## TASK 1
Find every line in the records below that contains the string "truck" and copy each one. Only matches with the same uppercase and lowercase letters count.

Tuesday, February 26, 2013

Sly Cooper: Thieves in Time - Time Is On Sly's Side

It's been about 8 years since the last one, but finally, after all this time, a brand new entry in the Sly Cooper franchise has been released. To celebrate this, this blog has gone over as many of the entries in what has been referred to as Sony's "platforming trio" (Sly Cooper, Jak and Daxter, Ratchet & Clank up to All 4 One) as possible before the release of this game. However, it should be noted that, rather than Sly creator Sucker Punch Productions (who seems to be busy with their Infamous IP), it is developer Sanzaru Games, the ones who ported the original Sly trilogy to PS3, that is responsible for this game, as they are actually fans of the Sly Cooper franchise. Though the game was theoretically made by fans, it's clear that Sanzaru had a real passion for the franchise, said passion helping to keep this game feeling like a true and welcome entry in the series.

An undisclosed amount of time has passed since the end of Sly 3: Honor Among Thieves, Sly Cooper himself having faked amnesia so he could be closer to Inspector Carmelita Fox. Bentley has been conducting scientific research with his girlfriend Penelope; one day, Penelope mysteriously disappears, along with, as Bentley discovers, the information written in the Thievius Raccoonus, the book belonging to the Cooper Clan. As generations of Cooper history literally vanish from the book, Bentley shows this to Sly and Murray, along with his advances in the field of time travel. With the Cooper Gang's van fitted with Bentley's time machine, they perform a museum heist so they can get the machine working (in order to travel through time, you need an object from the same era) and save Cooper history from being permanently extinguished.

The plot of Thieves in Time is, I must say, pretty well executed. It does its job by jumping off from the end of Sly 3, taking its premise from Bentley telling the player at the end that he has been working on a time machine while also expanding upon Sly's false amnesia. There is also some focus on the relationship between Sly and Carmelita, exploring on their feelings for one another as they see it from each other's perspectives. The main plot is rather interesting, as the Cooper Gang has to rescue Cooper history as they face equally interesting adversaries along the way. There's plenty of intriguing plot twists to keep the story interesting, though one in particular doesn't feel entirely justified despite its shock value. That aside, it feels very much like a real Sly Cooper plot and a true expansion on the third game's ending.

## Entries for bounding-box labeling
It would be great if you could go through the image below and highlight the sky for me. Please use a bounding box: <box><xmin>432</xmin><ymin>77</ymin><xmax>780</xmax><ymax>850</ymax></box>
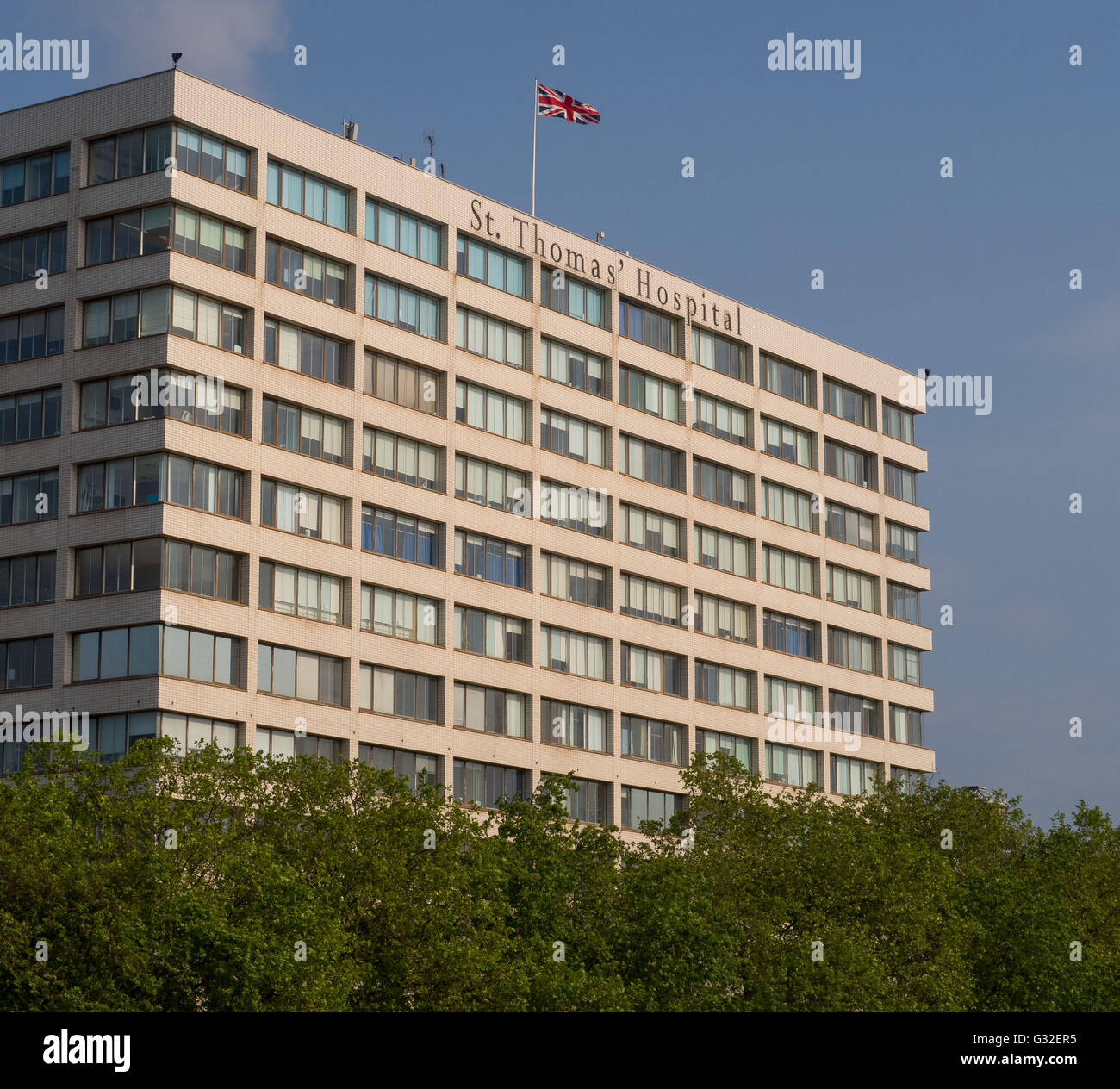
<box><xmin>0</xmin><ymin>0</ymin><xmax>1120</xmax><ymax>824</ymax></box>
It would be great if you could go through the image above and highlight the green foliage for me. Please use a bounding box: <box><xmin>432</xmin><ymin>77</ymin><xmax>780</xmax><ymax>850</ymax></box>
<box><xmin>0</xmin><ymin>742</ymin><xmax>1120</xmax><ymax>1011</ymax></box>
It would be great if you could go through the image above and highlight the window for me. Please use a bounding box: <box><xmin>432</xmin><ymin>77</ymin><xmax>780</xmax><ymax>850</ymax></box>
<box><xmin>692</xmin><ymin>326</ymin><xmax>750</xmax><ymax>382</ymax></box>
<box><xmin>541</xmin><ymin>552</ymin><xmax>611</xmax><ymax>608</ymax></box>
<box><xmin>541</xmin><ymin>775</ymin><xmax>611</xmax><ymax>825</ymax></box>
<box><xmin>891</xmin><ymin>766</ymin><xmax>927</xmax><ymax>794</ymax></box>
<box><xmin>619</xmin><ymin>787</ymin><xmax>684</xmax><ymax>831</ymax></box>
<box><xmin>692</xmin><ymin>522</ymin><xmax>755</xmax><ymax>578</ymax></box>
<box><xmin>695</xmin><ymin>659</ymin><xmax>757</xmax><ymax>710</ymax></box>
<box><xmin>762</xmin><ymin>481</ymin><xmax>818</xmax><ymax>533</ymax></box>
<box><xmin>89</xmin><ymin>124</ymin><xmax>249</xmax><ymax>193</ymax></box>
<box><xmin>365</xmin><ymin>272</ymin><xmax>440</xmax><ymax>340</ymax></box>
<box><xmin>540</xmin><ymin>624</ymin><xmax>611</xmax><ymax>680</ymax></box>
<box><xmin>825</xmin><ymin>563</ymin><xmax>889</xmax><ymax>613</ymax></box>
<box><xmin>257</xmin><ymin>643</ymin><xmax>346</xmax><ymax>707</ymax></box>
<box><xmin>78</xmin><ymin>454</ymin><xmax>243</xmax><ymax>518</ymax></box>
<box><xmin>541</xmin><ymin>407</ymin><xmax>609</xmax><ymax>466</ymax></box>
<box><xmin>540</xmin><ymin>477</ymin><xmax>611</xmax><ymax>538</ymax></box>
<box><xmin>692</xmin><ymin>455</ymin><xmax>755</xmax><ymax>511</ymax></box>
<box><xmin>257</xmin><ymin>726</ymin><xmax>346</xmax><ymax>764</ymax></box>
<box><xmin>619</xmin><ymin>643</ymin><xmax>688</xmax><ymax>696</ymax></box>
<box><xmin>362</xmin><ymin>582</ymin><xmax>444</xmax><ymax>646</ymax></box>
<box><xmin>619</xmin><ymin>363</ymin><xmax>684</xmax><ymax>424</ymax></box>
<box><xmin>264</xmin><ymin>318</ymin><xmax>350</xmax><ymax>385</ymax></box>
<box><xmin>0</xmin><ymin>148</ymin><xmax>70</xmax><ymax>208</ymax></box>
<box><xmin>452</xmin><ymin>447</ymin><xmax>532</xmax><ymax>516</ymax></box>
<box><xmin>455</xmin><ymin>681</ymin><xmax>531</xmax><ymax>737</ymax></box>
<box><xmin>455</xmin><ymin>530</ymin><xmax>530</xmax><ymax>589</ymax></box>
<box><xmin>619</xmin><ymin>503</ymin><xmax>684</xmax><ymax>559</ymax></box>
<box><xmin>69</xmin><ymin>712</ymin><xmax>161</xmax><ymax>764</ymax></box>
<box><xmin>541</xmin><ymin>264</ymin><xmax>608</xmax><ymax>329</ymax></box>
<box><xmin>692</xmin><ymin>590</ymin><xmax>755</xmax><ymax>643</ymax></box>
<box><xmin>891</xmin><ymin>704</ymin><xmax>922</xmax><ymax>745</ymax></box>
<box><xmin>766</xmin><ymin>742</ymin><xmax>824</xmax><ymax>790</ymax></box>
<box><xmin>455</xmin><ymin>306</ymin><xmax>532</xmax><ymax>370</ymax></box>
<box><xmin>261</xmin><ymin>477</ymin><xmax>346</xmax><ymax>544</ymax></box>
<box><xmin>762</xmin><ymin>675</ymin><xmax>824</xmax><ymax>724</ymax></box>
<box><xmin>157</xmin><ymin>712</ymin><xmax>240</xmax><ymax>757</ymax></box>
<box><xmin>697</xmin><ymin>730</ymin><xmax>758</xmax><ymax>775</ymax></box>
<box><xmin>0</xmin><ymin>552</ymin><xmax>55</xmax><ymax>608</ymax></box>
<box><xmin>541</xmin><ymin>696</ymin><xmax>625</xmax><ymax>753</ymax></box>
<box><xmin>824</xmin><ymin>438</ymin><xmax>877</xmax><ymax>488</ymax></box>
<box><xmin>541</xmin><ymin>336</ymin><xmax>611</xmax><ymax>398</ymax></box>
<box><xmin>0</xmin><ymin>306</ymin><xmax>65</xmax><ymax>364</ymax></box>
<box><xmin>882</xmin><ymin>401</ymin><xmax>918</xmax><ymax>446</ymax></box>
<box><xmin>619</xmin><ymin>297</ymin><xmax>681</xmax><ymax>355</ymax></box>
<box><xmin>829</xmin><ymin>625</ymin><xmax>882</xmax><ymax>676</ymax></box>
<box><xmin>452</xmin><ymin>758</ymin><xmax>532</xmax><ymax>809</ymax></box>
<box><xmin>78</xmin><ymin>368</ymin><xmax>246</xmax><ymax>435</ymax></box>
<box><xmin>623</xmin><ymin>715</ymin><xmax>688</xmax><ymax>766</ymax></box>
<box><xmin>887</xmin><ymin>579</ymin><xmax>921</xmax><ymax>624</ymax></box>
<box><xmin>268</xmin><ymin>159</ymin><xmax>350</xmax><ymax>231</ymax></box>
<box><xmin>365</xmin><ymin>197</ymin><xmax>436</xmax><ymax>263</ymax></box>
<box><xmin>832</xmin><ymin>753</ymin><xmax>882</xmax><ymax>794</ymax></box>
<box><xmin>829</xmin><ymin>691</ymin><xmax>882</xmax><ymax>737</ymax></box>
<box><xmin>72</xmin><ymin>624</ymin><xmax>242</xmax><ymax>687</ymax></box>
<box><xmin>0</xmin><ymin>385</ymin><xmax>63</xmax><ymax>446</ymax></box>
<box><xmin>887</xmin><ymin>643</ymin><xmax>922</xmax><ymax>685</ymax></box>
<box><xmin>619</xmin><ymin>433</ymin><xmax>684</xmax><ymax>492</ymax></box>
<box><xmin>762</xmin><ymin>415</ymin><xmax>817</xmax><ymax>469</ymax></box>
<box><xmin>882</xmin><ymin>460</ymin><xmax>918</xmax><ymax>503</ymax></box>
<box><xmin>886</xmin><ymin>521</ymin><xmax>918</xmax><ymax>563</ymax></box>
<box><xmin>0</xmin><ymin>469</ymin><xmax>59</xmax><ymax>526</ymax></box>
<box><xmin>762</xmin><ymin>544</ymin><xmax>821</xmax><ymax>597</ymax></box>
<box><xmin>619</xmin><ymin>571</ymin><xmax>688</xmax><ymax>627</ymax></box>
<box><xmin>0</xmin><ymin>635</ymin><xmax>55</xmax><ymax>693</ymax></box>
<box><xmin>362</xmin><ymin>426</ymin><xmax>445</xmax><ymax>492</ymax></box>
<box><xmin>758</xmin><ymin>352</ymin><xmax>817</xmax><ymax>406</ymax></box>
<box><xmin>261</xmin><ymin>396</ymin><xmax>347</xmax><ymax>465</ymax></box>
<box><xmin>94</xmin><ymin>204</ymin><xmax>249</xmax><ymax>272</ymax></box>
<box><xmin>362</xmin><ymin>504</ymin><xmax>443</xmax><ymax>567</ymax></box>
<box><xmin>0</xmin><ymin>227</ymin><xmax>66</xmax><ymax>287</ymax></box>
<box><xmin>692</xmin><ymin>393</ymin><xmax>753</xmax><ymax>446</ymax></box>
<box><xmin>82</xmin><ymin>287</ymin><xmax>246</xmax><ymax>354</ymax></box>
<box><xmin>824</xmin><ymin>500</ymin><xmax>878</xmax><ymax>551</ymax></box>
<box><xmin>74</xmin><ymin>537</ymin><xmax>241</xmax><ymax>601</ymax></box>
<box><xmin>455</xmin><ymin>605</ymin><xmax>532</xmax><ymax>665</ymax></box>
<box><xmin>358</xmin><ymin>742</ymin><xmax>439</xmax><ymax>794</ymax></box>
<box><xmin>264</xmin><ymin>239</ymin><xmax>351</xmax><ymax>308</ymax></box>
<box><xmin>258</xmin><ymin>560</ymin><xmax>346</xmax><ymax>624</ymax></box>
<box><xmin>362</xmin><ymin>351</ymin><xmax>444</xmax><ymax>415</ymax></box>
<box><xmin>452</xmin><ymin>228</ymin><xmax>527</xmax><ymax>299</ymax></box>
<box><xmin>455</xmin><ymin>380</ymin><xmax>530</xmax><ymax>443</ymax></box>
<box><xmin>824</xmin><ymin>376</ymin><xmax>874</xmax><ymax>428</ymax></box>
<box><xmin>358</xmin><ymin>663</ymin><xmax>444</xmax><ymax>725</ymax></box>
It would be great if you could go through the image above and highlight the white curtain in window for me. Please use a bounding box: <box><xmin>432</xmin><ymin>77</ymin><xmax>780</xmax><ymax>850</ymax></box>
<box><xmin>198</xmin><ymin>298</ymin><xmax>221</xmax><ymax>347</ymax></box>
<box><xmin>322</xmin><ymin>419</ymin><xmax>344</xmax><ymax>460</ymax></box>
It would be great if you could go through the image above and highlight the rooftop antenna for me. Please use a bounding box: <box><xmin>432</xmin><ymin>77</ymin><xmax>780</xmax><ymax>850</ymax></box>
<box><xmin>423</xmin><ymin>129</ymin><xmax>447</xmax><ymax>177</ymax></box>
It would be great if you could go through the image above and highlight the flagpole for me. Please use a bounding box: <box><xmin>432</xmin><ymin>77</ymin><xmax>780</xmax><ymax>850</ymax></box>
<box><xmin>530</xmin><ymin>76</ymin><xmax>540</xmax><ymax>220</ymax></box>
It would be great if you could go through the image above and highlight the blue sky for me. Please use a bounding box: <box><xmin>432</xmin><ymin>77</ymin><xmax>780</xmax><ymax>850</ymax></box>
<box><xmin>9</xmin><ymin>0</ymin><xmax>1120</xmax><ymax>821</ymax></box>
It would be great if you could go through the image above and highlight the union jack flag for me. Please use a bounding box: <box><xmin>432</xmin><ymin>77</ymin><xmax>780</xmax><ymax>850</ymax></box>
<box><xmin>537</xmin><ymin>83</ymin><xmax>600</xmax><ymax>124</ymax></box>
---
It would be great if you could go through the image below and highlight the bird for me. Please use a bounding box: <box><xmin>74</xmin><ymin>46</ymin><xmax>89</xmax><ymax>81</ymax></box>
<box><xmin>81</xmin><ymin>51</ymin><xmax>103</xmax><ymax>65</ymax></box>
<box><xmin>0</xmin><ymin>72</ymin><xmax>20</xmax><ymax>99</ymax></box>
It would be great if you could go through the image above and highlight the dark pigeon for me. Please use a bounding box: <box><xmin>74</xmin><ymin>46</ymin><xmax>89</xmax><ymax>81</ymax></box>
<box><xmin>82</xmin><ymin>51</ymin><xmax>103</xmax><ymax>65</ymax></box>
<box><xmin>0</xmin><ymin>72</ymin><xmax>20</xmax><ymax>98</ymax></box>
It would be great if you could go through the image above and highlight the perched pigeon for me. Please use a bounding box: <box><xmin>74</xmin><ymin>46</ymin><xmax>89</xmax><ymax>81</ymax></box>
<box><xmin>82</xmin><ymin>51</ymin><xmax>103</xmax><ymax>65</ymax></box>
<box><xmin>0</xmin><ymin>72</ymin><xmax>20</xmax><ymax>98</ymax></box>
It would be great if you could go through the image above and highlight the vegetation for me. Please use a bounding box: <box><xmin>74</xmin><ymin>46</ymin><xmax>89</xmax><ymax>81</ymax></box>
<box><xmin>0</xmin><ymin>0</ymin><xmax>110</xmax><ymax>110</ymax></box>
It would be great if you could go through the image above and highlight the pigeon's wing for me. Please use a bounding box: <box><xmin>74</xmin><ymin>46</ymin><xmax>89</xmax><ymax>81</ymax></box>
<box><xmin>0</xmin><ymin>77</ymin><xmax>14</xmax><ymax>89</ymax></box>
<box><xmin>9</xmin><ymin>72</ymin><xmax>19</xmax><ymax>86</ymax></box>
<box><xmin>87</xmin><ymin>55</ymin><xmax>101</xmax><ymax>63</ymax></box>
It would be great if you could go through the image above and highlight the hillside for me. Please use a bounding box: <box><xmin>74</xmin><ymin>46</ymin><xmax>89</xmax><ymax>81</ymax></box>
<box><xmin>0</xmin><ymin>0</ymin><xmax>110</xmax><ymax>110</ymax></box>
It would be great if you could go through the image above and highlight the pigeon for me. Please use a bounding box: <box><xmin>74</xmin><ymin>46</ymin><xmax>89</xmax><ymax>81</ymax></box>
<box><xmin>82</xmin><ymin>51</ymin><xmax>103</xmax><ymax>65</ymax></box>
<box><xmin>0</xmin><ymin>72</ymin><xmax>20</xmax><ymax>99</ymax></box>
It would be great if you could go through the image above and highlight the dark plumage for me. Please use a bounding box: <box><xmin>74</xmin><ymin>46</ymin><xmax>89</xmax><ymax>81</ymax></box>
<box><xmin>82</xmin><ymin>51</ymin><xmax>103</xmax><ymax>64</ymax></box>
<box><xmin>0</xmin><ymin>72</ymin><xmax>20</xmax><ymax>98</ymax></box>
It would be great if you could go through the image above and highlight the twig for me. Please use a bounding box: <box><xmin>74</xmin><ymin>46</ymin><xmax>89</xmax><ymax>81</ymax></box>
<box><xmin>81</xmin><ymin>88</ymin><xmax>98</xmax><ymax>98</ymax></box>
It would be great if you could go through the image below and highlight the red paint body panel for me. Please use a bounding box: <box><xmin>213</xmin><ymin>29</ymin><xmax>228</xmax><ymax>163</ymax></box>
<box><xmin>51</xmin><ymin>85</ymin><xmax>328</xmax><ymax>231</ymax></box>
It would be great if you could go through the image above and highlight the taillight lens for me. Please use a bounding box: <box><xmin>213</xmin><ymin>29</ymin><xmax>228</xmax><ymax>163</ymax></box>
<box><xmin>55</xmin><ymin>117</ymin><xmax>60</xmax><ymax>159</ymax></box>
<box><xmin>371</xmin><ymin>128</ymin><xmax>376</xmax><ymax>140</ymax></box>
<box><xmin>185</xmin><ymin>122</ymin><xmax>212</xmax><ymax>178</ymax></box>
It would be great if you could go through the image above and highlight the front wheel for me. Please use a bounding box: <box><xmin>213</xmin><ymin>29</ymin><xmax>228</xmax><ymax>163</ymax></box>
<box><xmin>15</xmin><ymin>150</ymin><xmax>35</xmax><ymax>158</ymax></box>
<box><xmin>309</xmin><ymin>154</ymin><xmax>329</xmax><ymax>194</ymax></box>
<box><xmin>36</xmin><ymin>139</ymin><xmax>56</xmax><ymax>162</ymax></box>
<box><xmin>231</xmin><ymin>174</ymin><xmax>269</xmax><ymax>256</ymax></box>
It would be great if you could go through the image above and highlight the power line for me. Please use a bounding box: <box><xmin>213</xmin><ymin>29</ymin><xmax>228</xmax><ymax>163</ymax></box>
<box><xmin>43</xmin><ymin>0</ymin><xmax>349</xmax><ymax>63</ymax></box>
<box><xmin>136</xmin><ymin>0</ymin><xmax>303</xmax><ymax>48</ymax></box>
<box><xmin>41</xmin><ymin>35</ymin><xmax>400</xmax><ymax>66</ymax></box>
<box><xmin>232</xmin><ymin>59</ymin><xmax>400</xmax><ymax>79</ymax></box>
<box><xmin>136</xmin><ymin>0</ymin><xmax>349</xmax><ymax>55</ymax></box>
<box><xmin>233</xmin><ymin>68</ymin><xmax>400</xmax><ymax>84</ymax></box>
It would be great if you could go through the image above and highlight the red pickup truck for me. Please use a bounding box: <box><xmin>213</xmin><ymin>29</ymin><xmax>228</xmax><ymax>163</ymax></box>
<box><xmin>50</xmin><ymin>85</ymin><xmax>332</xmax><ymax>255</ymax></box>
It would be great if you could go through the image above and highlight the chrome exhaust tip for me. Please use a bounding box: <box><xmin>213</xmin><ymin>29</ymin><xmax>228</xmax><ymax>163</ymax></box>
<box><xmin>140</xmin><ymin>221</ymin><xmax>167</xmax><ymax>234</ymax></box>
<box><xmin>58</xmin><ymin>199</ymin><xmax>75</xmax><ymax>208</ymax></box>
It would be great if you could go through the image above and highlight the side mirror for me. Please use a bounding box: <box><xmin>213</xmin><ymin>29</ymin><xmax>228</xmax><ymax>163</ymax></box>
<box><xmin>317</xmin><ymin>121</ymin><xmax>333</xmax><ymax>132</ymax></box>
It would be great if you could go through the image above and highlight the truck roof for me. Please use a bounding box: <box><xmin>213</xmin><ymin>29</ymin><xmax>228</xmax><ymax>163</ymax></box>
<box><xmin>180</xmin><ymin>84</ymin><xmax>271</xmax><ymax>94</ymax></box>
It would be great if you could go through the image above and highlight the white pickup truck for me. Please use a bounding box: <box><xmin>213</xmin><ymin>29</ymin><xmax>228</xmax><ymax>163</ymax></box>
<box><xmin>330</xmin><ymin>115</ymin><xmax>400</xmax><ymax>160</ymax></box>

## TASK 2
According to the Sly Cooper: Thieves in Time post above, which developer is responsible for the game?

## EXPECTED OUTPUT 1
It would be great if you could go through the image above and highlight the red pickup truck for me. Please use a bounding box: <box><xmin>213</xmin><ymin>29</ymin><xmax>228</xmax><ymax>163</ymax></box>
It would be great if you could go through the image above and highlight the truck roof for me. Please use a bounding box: <box><xmin>213</xmin><ymin>29</ymin><xmax>228</xmax><ymax>163</ymax></box>
It would be great if you could go through the image above and highlight the white pickup truck for me. Please use a bounding box: <box><xmin>213</xmin><ymin>29</ymin><xmax>228</xmax><ymax>163</ymax></box>

## EXPECTED OUTPUT 2
Sanzaru Games.